_TASK INSTRUCTIONS_:
Rewrite everything in the listing from the line containing "Locate the orange" down to the end as a CSV with the columns text and answer. Give one row for each text with its answer, and put each in a single quoted field with line breaks changed to spaces.
============
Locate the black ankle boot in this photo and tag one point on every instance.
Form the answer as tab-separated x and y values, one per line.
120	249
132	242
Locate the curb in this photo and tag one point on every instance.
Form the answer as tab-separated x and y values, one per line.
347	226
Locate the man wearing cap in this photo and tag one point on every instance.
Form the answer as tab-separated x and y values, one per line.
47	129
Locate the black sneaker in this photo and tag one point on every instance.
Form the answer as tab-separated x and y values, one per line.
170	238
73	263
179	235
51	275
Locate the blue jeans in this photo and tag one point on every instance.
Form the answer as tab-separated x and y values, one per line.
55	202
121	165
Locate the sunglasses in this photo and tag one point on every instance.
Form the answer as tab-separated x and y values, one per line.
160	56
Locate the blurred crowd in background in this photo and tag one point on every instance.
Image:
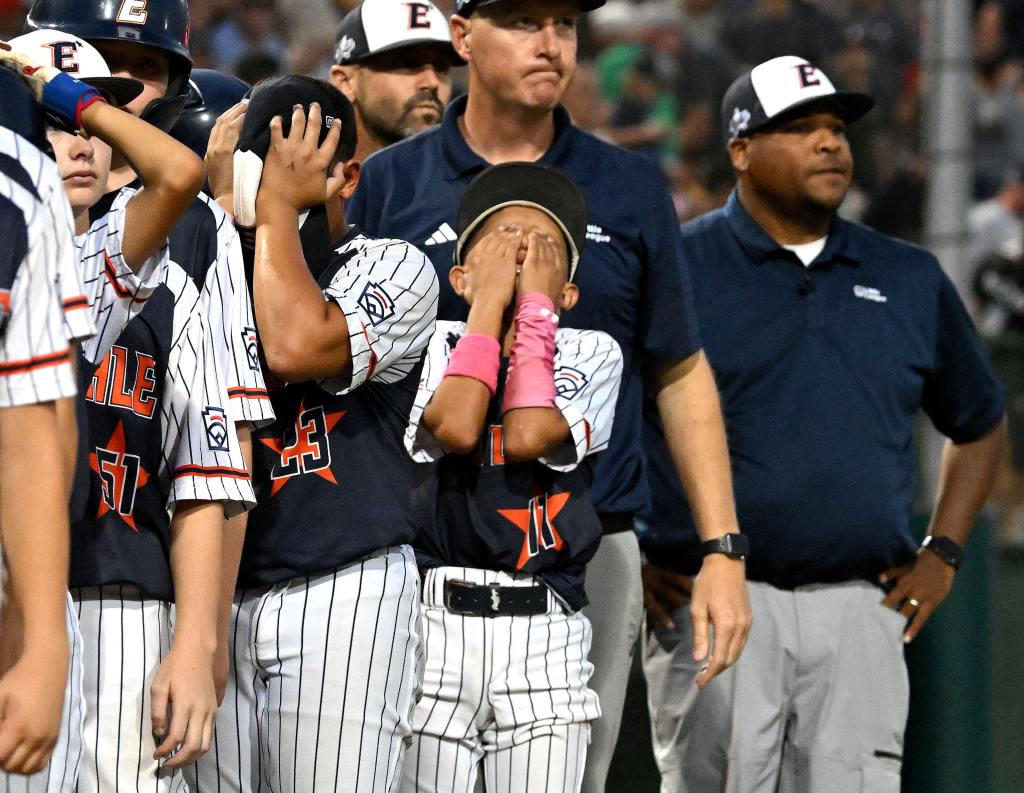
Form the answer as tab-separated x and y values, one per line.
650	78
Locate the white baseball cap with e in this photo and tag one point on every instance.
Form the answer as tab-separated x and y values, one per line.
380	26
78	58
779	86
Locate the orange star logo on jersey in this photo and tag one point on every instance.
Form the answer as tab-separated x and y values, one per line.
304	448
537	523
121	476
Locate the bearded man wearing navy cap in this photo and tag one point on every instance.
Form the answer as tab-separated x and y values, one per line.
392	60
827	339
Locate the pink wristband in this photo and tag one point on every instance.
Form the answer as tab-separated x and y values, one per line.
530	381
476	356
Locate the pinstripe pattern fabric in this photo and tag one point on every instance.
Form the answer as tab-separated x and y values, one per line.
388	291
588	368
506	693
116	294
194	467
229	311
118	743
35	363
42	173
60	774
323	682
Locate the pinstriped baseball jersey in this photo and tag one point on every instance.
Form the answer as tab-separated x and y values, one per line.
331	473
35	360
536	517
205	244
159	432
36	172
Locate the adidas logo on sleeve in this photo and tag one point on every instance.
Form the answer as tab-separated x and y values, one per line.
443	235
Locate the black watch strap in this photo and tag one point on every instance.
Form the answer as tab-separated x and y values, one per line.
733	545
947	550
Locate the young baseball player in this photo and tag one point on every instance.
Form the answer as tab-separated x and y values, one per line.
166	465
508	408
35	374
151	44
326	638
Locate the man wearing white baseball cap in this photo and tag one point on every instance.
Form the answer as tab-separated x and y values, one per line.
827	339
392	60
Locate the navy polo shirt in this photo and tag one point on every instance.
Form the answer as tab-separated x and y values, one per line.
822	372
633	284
============
_WRITTEN REPLY_:
text,answer
"Locate the orange star logo on jersey in this photo and tag one point on every instance. Form the answer as tab-separated x and y values, one per line.","304	448 537	523 121	476"
"Locate the bearded man wearing navy cap in this photo and tag one point on every instance. Form the answer as tab-separated x and y values, one per line.","392	60 827	339"
"Locate the pink wristband in this photo and tag one point on every instance. Form the answer as tab-separated x and y values, one per line.","530	381 476	356"
"Locate the pinstripe pattern fabric in this photo and tag one point on every instance. Form the answer as tab-separated x and y values, one per line.","388	291 588	368 506	693 116	294 194	467 229	311 118	743 35	363 42	173 60	774 323	682"
"Locate the pinstriped baseball jersey in this photo and tag one point on every instance. Form the answer as tab-separated x and y values, one per line.","331	473 35	360 536	517 205	244 159	432 36	172"
"Locate the adidas logo on sleeve in this photo and tag one point on every instance. Form the answer as tab-separated x and y values, one per line.","443	235"
"Locate the black watch strap in this photo and tag one point on every instance. Form the answer as tab-separated x and y values, one per line.","733	545 947	550"
"Locate the young baseball player in this photo and tag one point on every instance. Form the answer as tab-separated x and y values, one per line.","166	465 508	408 35	374 151	44 326	638"
"Locate the man wearing white baseball cap in this photo and tag one point on every instance. Form the answer as tab-separated x and y values, one per line.","827	339 392	60"
"Locate the navy polo shirt in this photo and tag one point on every instance. Form the answer as tab-separated x and y values, one per line.","822	372 633	284"